WHAT YOU SHOULD DO:
When you have gone through the records below, state only how many lines include the word "every".

Saved entries:
________________________________________

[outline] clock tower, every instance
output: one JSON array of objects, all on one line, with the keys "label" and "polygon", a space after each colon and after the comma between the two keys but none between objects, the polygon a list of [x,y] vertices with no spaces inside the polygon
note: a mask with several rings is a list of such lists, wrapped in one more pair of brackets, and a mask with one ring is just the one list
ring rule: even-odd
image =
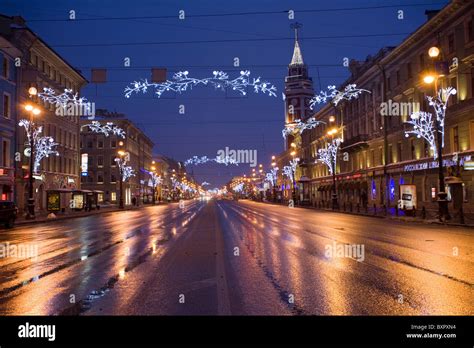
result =
[{"label": "clock tower", "polygon": [[[296,120],[306,120],[313,114],[309,101],[314,96],[313,80],[308,76],[308,66],[303,62],[300,44],[298,42],[298,29],[301,24],[294,23],[291,28],[295,30],[295,48],[291,63],[288,65],[288,76],[285,77],[285,124]],[[290,147],[293,136],[286,139],[286,149]]]}]

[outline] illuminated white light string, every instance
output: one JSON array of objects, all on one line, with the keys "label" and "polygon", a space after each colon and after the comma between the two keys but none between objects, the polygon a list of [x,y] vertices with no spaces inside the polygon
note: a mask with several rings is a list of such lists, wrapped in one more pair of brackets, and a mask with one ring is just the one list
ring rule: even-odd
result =
[{"label": "illuminated white light string", "polygon": [[[427,96],[428,104],[433,107],[436,114],[436,122],[439,124],[438,132],[441,135],[441,147],[444,148],[444,125],[446,119],[446,108],[449,97],[457,93],[454,87],[440,88],[436,96]],[[434,159],[438,158],[438,148],[436,146],[436,124],[433,115],[426,111],[417,111],[410,115],[410,121],[406,123],[413,126],[412,130],[405,131],[405,136],[414,134],[417,138],[425,139],[431,150]]]},{"label": "illuminated white light string", "polygon": [[333,174],[337,165],[337,152],[341,145],[341,138],[333,139],[325,149],[318,150],[318,159],[316,161],[323,162],[329,170],[329,174]]},{"label": "illuminated white light string", "polygon": [[38,98],[54,104],[56,107],[66,108],[68,104],[79,105],[84,108],[86,112],[91,111],[91,104],[84,97],[79,97],[78,93],[74,93],[72,89],[65,89],[63,93],[56,94],[52,88],[45,87],[43,92],[38,93]]},{"label": "illuminated white light string", "polygon": [[189,76],[188,71],[180,71],[173,74],[172,80],[166,80],[162,83],[148,82],[148,80],[134,81],[125,88],[125,98],[130,98],[133,93],[147,93],[151,87],[155,90],[158,98],[165,92],[183,93],[193,89],[198,85],[213,86],[215,89],[225,91],[231,89],[246,95],[247,87],[252,87],[255,93],[268,94],[276,97],[276,87],[267,81],[262,81],[260,77],[250,79],[250,71],[240,71],[240,76],[229,80],[229,75],[223,71],[213,71],[212,77],[197,79]]},{"label": "illuminated white light string", "polygon": [[59,156],[59,152],[56,151],[56,146],[59,144],[54,141],[50,136],[40,136],[43,131],[43,127],[35,127],[30,121],[22,119],[18,122],[20,127],[24,127],[26,131],[26,137],[28,139],[28,145],[26,152],[31,156],[31,149],[29,144],[33,138],[33,150],[34,150],[34,159],[33,159],[33,173],[38,174],[41,160],[50,155]]},{"label": "illuminated white light string", "polygon": [[283,167],[283,174],[288,177],[291,180],[294,180],[295,178],[295,173],[296,173],[296,167],[298,166],[298,162],[300,161],[299,158],[293,158],[290,161],[289,166],[284,166]]},{"label": "illuminated white light string", "polygon": [[104,134],[106,137],[113,134],[125,139],[125,131],[112,122],[107,122],[103,125],[99,121],[92,121],[92,123],[86,124],[84,126],[89,127],[92,132]]},{"label": "illuminated white light string", "polygon": [[408,138],[410,134],[413,134],[419,139],[425,139],[429,144],[430,149],[433,151],[434,159],[438,158],[433,115],[429,112],[417,111],[410,115],[410,119],[411,120],[406,123],[411,124],[413,129],[405,131],[405,137]]},{"label": "illuminated white light string", "polygon": [[355,83],[347,85],[342,91],[338,91],[336,86],[328,86],[327,91],[320,91],[319,94],[311,98],[309,107],[313,110],[316,104],[326,103],[328,100],[337,106],[343,100],[357,99],[364,92],[370,93],[366,89],[357,88]]},{"label": "illuminated white light string", "polygon": [[278,167],[272,168],[270,172],[265,174],[266,180],[272,185],[276,186],[277,182],[277,177],[278,177]]},{"label": "illuminated white light string", "polygon": [[193,156],[193,157],[187,159],[184,162],[184,165],[185,166],[200,165],[200,164],[204,164],[204,163],[207,163],[207,162],[216,162],[216,163],[219,163],[219,164],[225,164],[226,166],[228,166],[229,164],[234,164],[236,166],[239,165],[235,159],[233,159],[232,157],[229,157],[229,156],[225,156],[225,157],[224,156],[216,156],[214,158],[209,158],[207,156],[201,156],[201,157]]},{"label": "illuminated white light string", "polygon": [[123,182],[126,182],[132,176],[135,176],[135,170],[131,166],[127,166],[127,160],[117,157],[115,162],[117,162]]},{"label": "illuminated white light string", "polygon": [[317,121],[314,117],[310,117],[306,122],[301,120],[295,120],[295,122],[288,123],[285,125],[285,128],[282,130],[283,138],[286,138],[288,135],[302,134],[306,129],[313,129],[319,126],[320,124],[325,124],[326,122]]}]

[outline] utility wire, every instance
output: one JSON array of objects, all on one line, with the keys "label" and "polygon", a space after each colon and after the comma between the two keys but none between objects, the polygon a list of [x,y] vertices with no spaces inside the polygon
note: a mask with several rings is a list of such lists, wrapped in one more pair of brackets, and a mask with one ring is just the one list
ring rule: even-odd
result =
[{"label": "utility wire", "polygon": [[[403,8],[403,7],[420,7],[420,6],[433,6],[433,5],[446,5],[446,2],[431,2],[431,3],[413,3],[413,4],[397,4],[397,5],[378,5],[378,6],[361,6],[361,7],[340,7],[340,8],[323,8],[323,9],[305,9],[305,10],[293,10],[295,13],[326,13],[326,12],[343,12],[343,11],[363,11],[363,10],[377,10],[386,8]],[[275,14],[287,14],[288,10],[278,11],[249,11],[249,12],[231,12],[231,13],[207,13],[207,14],[185,14],[185,18],[205,18],[205,17],[229,17],[229,16],[260,16],[260,15],[275,15]],[[179,12],[174,15],[162,15],[162,16],[127,16],[127,17],[101,17],[101,18],[76,18],[70,19],[59,19],[59,18],[48,18],[48,19],[29,19],[28,22],[90,22],[90,21],[123,21],[123,20],[142,20],[142,19],[178,19]]]}]

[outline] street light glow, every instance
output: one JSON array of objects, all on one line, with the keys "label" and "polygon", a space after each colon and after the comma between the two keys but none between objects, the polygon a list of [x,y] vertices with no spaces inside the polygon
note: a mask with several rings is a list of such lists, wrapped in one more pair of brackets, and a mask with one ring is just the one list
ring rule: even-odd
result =
[{"label": "street light glow", "polygon": [[431,74],[425,75],[423,77],[423,82],[426,84],[431,84],[434,82],[434,80],[435,80],[435,76]]},{"label": "street light glow", "polygon": [[431,47],[429,50],[428,50],[428,55],[431,57],[431,58],[436,58],[439,56],[439,48],[436,47],[436,46],[433,46]]}]

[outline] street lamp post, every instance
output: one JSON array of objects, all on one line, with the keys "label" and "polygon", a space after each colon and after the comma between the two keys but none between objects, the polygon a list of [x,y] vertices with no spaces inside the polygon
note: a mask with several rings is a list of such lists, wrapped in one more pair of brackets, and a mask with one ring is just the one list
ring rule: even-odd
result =
[{"label": "street lamp post", "polygon": [[[125,152],[120,150],[117,152],[119,155],[119,161],[123,161],[123,156],[125,155]],[[124,202],[123,202],[123,165],[119,165],[119,174],[120,174],[120,198],[119,198],[119,209],[123,209]]]},{"label": "street lamp post", "polygon": [[151,171],[152,171],[151,178],[152,178],[152,182],[151,182],[151,183],[153,184],[153,193],[152,193],[152,194],[153,194],[153,197],[152,197],[151,201],[152,201],[152,204],[155,205],[155,204],[156,204],[156,184],[157,184],[157,183],[156,183],[156,180],[157,180],[157,178],[156,178],[156,167],[154,166],[155,161],[152,161],[151,164],[152,164],[152,166],[151,166]]},{"label": "street lamp post", "polygon": [[[28,90],[28,94],[30,99],[33,99],[34,96],[38,93],[35,87],[30,87]],[[25,110],[28,111],[30,115],[30,168],[29,168],[29,176],[28,176],[28,211],[26,218],[27,219],[35,219],[35,197],[33,193],[35,178],[34,178],[34,163],[35,163],[35,128],[36,125],[34,123],[34,116],[37,116],[41,113],[41,110],[34,106],[32,103],[28,103],[25,105]]]},{"label": "street lamp post", "polygon": [[[295,160],[295,156],[296,156],[296,144],[295,143],[291,143],[291,147],[293,148],[293,151],[291,151],[290,155],[293,159],[293,161]],[[293,203],[296,204],[296,168],[295,170],[292,170],[291,171],[291,180],[292,180],[292,190],[291,190],[291,196],[293,198]]]},{"label": "street lamp post", "polygon": [[[276,162],[275,162],[275,156],[272,156],[272,169],[275,170],[276,167]],[[273,175],[273,174],[272,174]],[[273,178],[273,187],[272,187],[272,196],[273,196],[273,202],[276,203],[276,175]]]},{"label": "street lamp post", "polygon": [[[328,135],[331,137],[331,141],[334,141],[334,134],[337,133],[336,128],[332,128],[328,131]],[[337,187],[336,187],[336,159],[331,157],[331,167],[332,167],[332,210],[338,209],[339,205],[337,202]]]},{"label": "street lamp post", "polygon": [[[428,50],[428,55],[435,63],[440,57],[440,49],[436,46],[431,47]],[[435,95],[438,93],[438,79],[444,76],[443,73],[439,71],[434,71],[433,75],[427,75],[424,77],[424,82],[427,84],[433,83]],[[440,120],[438,117],[434,118],[434,126],[436,133],[436,147],[438,152],[438,181],[439,181],[439,190],[438,190],[438,215],[439,220],[449,220],[451,217],[449,215],[448,209],[448,194],[445,192],[445,181],[444,181],[444,170],[443,170],[443,135],[441,134]]]}]

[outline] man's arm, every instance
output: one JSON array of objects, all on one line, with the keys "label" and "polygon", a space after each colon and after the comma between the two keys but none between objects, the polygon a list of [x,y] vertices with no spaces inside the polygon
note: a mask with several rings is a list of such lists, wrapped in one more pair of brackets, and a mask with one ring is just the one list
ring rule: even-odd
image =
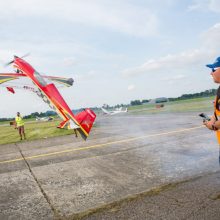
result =
[{"label": "man's arm", "polygon": [[14,120],[14,126],[15,126],[15,129],[17,129],[17,123],[16,123],[16,120]]},{"label": "man's arm", "polygon": [[220,129],[220,120],[215,121],[215,122],[213,123],[213,126],[214,126],[214,128],[216,128],[215,130]]}]

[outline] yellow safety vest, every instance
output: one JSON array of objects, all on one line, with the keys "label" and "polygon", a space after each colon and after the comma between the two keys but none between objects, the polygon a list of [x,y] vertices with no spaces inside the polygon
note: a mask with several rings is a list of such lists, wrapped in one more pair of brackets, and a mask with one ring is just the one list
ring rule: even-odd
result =
[{"label": "yellow safety vest", "polygon": [[[215,117],[216,117],[217,120],[218,120],[218,118],[220,117],[220,110],[218,110],[218,109],[216,108],[216,102],[218,102],[218,101],[219,101],[219,100],[218,100],[218,97],[216,97],[215,102],[214,102],[214,109],[215,109],[214,114],[215,114]],[[217,140],[218,140],[218,144],[220,144],[220,129],[218,129],[218,130],[216,131],[216,137],[217,137]]]},{"label": "yellow safety vest", "polygon": [[16,117],[15,118],[15,121],[16,121],[16,124],[17,124],[17,127],[20,127],[20,126],[24,126],[24,121],[23,121],[23,118],[22,117]]}]

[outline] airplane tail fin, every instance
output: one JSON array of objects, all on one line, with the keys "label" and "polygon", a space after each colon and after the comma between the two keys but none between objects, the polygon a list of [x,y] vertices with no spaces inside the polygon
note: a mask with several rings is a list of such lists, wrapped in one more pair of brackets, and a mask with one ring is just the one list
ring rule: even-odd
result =
[{"label": "airplane tail fin", "polygon": [[102,109],[104,114],[109,114],[109,111],[107,111],[106,109],[104,109],[104,108],[101,108],[101,109]]},{"label": "airplane tail fin", "polygon": [[86,140],[96,119],[96,114],[91,109],[87,108],[84,111],[76,114],[74,118],[80,124],[76,130],[80,133],[82,138]]}]

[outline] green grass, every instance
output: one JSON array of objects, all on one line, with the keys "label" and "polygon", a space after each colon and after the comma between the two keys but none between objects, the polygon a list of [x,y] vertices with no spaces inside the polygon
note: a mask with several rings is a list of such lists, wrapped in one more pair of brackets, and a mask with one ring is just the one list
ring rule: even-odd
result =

________________________________________

REPLY:
9